DO THIS: Recast the material below as a Markdown table with two columns, Row and Entry: number each line in order and put its text beside it. Skip blank lines, and leave the pictures out of the table.
_ _ _ _
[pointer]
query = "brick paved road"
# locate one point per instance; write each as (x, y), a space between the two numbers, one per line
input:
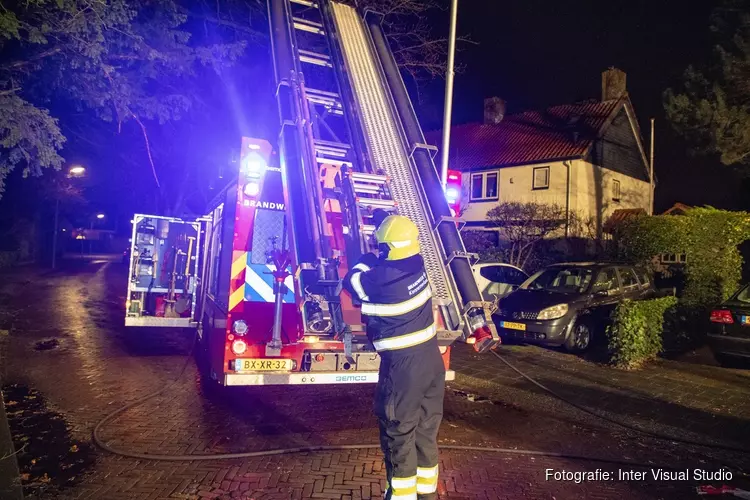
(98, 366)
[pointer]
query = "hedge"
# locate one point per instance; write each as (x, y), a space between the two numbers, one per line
_ _ _ _
TASK RESULT:
| Row | Entry |
|---|---|
| 1 | [pointer] |
| 2 | query = "brick paved road" |
| 3 | # locate one point per instance; write each as (x, y), a space between the two numbers, one per line |
| 4 | input: |
| 5 | (98, 366) |
| 6 | [pointer] |
| 7 | query = "hedge" |
| 8 | # locate one point per instance; write each as (x, y), a space between the two numbers, one per line |